▽
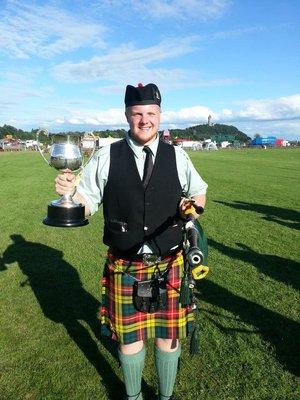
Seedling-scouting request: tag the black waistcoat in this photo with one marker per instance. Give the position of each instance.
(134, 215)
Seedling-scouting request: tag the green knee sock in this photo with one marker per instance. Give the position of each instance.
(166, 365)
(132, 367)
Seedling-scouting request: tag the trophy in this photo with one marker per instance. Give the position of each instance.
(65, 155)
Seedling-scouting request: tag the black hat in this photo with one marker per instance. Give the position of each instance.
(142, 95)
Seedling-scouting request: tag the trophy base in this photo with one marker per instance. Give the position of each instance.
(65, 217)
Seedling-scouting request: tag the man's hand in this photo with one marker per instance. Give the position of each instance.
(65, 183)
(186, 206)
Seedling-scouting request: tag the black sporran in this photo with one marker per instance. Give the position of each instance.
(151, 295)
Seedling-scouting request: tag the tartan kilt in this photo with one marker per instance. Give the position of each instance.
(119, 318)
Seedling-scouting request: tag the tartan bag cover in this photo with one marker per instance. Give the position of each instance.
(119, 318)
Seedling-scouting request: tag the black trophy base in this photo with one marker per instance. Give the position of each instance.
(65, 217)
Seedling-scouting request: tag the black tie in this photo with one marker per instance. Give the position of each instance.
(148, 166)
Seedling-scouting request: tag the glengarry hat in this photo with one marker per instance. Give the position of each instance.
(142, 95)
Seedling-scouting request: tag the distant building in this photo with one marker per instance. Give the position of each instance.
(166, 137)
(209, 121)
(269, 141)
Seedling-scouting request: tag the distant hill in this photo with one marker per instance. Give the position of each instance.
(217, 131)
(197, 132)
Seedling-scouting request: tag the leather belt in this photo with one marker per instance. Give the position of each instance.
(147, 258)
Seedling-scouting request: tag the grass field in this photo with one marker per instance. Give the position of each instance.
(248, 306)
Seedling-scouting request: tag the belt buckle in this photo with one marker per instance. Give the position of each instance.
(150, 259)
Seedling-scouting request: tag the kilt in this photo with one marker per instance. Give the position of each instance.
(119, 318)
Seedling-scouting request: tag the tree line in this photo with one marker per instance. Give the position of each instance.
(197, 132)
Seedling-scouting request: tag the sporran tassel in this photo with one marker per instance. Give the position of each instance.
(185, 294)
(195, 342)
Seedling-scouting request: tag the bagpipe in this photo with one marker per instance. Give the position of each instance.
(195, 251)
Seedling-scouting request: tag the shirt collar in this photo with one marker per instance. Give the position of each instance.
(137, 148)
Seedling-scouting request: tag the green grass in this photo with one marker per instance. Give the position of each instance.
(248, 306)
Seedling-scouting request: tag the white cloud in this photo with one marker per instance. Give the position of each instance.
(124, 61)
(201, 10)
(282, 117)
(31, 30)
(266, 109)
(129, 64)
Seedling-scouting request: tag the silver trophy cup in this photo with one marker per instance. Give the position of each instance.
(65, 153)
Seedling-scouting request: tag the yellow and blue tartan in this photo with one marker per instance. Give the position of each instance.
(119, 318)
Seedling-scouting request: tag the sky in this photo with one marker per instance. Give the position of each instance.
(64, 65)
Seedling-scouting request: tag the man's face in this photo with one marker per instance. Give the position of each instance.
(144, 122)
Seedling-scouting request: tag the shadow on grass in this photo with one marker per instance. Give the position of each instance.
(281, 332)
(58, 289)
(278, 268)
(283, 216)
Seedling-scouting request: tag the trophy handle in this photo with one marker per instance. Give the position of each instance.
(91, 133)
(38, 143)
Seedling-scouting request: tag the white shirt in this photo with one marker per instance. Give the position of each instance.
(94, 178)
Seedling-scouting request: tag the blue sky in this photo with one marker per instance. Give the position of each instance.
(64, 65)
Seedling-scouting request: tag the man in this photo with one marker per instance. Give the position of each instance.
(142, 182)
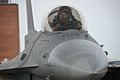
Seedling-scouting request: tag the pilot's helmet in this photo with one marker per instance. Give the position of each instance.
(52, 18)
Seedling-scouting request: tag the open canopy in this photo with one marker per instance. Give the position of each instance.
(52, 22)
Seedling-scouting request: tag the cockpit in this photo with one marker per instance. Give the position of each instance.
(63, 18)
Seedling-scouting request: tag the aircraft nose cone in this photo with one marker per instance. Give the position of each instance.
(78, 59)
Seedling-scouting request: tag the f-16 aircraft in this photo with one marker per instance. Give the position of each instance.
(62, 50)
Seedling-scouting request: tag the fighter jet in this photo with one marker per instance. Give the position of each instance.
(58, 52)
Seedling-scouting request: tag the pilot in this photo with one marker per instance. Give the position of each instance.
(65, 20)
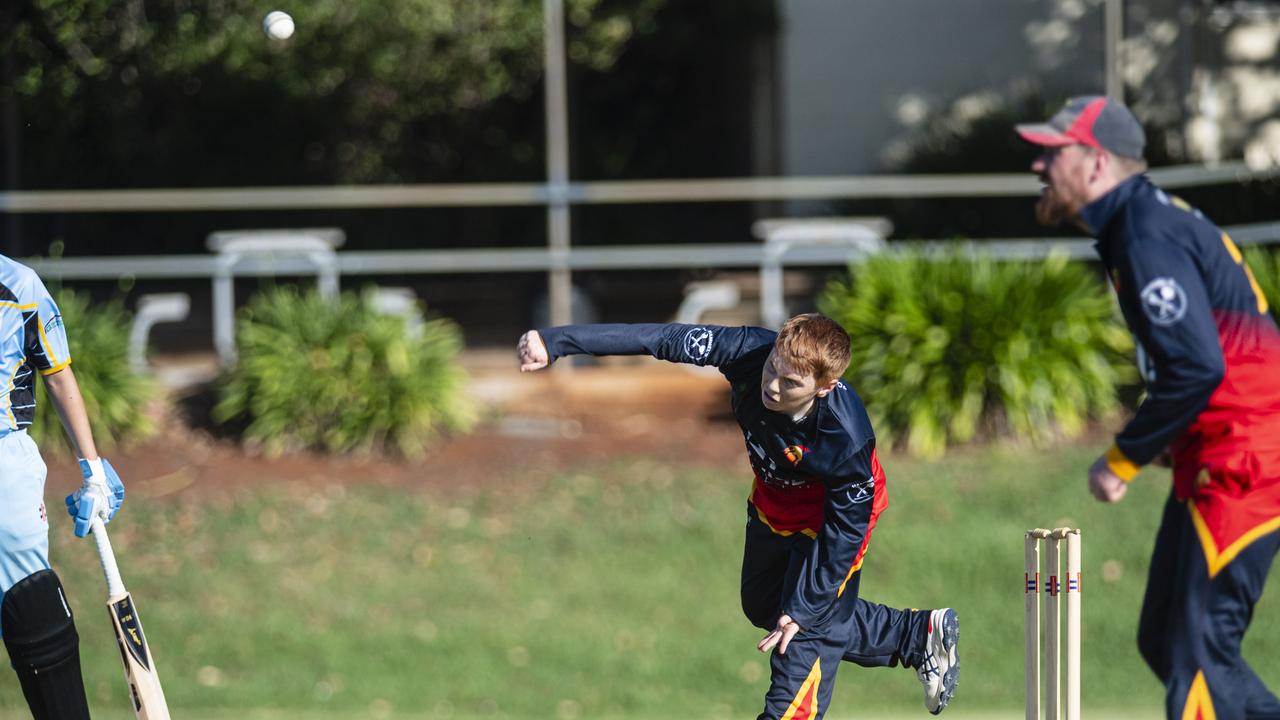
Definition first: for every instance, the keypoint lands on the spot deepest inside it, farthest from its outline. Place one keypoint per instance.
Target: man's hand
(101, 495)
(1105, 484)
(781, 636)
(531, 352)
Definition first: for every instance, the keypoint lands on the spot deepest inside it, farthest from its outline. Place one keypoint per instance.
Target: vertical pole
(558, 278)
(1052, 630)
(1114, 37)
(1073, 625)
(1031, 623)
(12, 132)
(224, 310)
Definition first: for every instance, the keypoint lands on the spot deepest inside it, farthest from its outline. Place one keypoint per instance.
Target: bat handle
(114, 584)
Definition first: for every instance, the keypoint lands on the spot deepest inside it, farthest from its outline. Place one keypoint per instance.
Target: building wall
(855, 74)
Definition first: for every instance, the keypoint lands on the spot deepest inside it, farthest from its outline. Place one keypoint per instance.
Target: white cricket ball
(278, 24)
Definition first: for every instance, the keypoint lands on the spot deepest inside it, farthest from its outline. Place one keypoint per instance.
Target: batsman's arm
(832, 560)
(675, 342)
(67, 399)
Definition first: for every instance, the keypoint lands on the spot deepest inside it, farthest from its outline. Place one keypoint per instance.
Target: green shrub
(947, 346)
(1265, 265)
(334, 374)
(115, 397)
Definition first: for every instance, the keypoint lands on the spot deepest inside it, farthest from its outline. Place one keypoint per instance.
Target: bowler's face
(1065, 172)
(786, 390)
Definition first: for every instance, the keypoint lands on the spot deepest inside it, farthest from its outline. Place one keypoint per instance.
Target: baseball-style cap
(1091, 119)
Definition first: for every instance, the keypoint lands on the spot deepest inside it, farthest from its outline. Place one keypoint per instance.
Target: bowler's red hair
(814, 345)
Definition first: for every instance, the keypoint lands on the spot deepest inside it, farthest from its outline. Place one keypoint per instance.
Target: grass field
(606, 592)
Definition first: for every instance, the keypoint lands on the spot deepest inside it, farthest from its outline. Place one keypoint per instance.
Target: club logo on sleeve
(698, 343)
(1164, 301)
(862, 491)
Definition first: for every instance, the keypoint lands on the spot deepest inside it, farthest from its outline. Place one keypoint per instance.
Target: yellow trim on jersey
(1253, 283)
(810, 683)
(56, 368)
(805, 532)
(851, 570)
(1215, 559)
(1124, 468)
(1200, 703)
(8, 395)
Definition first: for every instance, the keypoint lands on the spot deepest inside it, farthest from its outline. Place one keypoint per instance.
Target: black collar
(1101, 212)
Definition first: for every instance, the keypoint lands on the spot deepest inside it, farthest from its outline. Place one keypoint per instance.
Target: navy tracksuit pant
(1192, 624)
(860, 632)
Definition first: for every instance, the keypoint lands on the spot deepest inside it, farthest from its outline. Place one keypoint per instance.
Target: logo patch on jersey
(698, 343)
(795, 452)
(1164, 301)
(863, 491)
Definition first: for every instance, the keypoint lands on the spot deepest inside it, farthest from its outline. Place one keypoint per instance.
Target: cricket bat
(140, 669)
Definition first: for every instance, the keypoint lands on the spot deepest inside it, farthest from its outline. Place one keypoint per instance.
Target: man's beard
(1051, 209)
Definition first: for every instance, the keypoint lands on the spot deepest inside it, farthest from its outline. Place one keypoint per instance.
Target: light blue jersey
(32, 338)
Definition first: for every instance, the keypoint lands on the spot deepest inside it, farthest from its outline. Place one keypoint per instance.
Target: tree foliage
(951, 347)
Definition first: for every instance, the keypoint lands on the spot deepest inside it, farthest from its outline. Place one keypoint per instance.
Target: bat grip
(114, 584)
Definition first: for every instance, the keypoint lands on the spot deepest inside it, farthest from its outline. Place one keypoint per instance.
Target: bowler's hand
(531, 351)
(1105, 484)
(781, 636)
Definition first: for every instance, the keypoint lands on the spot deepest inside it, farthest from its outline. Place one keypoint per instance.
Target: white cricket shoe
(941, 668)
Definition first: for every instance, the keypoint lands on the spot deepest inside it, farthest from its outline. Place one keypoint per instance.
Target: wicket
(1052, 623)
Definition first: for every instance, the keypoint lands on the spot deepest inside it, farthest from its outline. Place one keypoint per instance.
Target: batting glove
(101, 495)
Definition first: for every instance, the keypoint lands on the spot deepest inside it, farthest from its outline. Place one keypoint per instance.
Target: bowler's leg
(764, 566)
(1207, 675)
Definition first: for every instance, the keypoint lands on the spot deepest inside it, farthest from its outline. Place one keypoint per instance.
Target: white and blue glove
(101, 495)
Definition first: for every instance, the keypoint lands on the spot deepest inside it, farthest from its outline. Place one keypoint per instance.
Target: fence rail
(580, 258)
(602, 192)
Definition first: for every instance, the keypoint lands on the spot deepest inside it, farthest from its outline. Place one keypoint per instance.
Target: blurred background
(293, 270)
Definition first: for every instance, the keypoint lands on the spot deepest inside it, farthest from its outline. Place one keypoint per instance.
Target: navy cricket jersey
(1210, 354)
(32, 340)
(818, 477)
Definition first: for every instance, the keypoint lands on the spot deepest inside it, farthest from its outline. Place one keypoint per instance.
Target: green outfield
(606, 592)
△
What this task involves =
Write out exactly the lines from the line containing "Target: fence rail" to the end of the listing above, both included, and nothing else.

Result of this exercise =
Target: fence rail
(580, 258)
(602, 192)
Definition first: for every instance, the keypoint lands on the spot deepest inside it, farthest from its outline. Place one keypoint per instance.
Target: blurred background
(293, 270)
Definition first: for every instance, the keypoint lands on the spot deepest inside it, farthest from its outline. Place one keypoint per instance.
Target: navy cricket jersey
(1210, 354)
(32, 340)
(818, 477)
Definition first: for every instance, the keypoint lands on the spot deepest inside it, farthest from its outline. Place one keypoint per instance.
Target: green outfield
(606, 592)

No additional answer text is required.